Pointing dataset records
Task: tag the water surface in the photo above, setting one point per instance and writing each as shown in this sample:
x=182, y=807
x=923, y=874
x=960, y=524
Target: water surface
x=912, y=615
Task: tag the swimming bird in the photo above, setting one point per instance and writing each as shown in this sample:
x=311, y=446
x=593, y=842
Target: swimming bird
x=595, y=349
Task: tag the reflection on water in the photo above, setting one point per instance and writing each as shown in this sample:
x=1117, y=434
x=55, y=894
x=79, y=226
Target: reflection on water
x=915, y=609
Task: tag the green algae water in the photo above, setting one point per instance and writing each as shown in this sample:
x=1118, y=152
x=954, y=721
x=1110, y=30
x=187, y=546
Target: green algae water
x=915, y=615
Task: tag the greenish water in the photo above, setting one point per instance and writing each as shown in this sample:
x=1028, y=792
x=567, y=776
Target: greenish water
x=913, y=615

* [TASK TO CARRY OUT] The records above should be restated word for word, please.

* [WORKED ANSWER]
Task: tag the water surface in the photo above, setting one point per instance and writing each as shown in this sample:
x=182, y=807
x=923, y=874
x=960, y=524
Target: water surface
x=912, y=615
Task: tag the swimming bird in the photo above, setting one point per instance and writing each as shown in this sample:
x=311, y=446
x=593, y=842
Target: swimming bird
x=595, y=349
Task: tag the reflection on water in the photo above, setting one point per instance and writing each as shown in this sample:
x=1117, y=434
x=55, y=894
x=79, y=226
Target: reflection on water
x=915, y=609
Task: tag the green algae water in the photo above, setting one point per instance and writing each as shown in this sample:
x=1118, y=152
x=954, y=721
x=1110, y=30
x=187, y=546
Target: green algae water
x=915, y=615
Task: tag the greenish water in the photo above, setting one point per instance and writing each as shown in this sample:
x=1028, y=792
x=567, y=776
Target: greenish water
x=913, y=615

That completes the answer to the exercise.